LINE PayをMoney Forward連携してみた

支出管理に向くキャッシュレス・向かないキャッシュレス

現金派の人は、現金は持っている限りのお金しか使えないので管理しやすいと言っている。
しかし、それは本当か。
給与所得者であれば今どきはほとんど銀行振込なはずで、日本の優れた銀行口座はFinTechに出遅れた日本においても優れたキャッシュレス決済手段である。銀行口座を使っておいて自分は現金しか持たないと言っているのは矛盾していて、その実態は「一部は現金、一部は銀行口座」という管理になっている。それではうまくいかない。さらには口座引き落としなどを使っていればそれをきちんと記帳して管理しなければ管理できているとは言えない。
自営業者であれば、店の現金と私的な現金をきちんと分けて管理できているかといえば怪しい。クレジットカードなどを使い分けたほうが管理しやすいのではないか。
管理というと、昔ながらの家計簿や昔の家計簿ソフトを想像する人がいるかもしれないが、今どきのFinTech家計簿サービスは決済をすべて自動記帳し、さらには明細の内容を読み取って費目まで自動分類してくれる。慣れてくれば現金収支以外は管理が最小限で済むし、電卓や表計算ソフトは一切使わなくてすむ。口座の残高不足なども勝手に調べて勝手に教えてくれる。
ただし、家計簿サービスを使った管理をする上で気をつけなければいけないのは、管理に向くキャッシュレスとそうでないキャッシュレスがあるということ。

- _実施する作業_
A) キャッシュレスと家計管理の文章で、今どきのFinTech家計簿サービスがしてくれることとして述べられているものをすべて挙げよ。
B) キャッシュレスと家計管理の文章の続きを、最後の文の後から書け。

- _データ行_
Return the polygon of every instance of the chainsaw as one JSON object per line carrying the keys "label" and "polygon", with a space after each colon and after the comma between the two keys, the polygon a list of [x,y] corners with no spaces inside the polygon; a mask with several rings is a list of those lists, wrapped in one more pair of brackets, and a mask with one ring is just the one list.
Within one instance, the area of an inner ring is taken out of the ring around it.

- _演習の解答_
A)
- 決済をすべて自動記帳する
- 明細の内容を読み取って費目まで自動分類する
- 口座の残高不足などを調べて教えてくれる

B)
ひとつ目は、家計簿サービスとの相性が悪いキャッシュレスが存在するということ。家計簿サービスは、インターネットバンキングの仕組みを使って毎日残高照会をしているようなもので、そのサービスに契約している全員分の残高照会を毎日代わりに行ってくれている。
ひとりひとりがスマートフォンやPCを使って残高照会をするならば問題がなくても団体が大量の残高照会を仕掛けるとうまく返事を返してくれないサービスが存在する。また、残高照会はロボット*1が自動で行っているので、しょっちゅう残高照会の仕組みを変更しているサービスだと、ロボットが照会の仕方の変更に気づかずにエラーになってしまうことがある。
家計簿サービスでは幅広いサービスに対応していることを謳っているが、これから家計簿サービスを使い始めたい人は、対応済のサービスではなくて今、障害が発生しているサービスの一覧を確認することが必要。それらはいったん対応済としたが、後になって不具合が発生していて家計簿サービスに残高を取り込めなくなったものが掲載されている。
また、実際に使い始めてみた後、しょっちゅうエラーが発生して残高表示に失敗している金融機関は要注意だ。
わたしは、ある銀行にて、わたし本人の口座と家族の口座を登録しているのだが、週に数回、1口座のみエラーになってしまう。きっと、同じIPアドレス(インターネットの住所)から連続して残高照会が来ると悪意を持った攻撃者からの攻撃を疑って警戒してくれているのだろうが、正当なIDと正当なパスワードで連続攻撃は行わないだろう。連続照会の中身をもう少し詳しく吟味して遮断すべきではないかと思う。
家計簿サービス側のロボットが古いことが原因のこともあるが、ロボットが残高照会してくることが当たり前になってきているのにそれに応えない金融機関側もよくない。そういうサービスは使っているITシステムが古い場合が少なくないのでこの先他のキャッシュレスサービスの進化に追いついていけない可能性がある。
そしてふたつ目は、家計簿サービスが取り込める決済明細の内容である。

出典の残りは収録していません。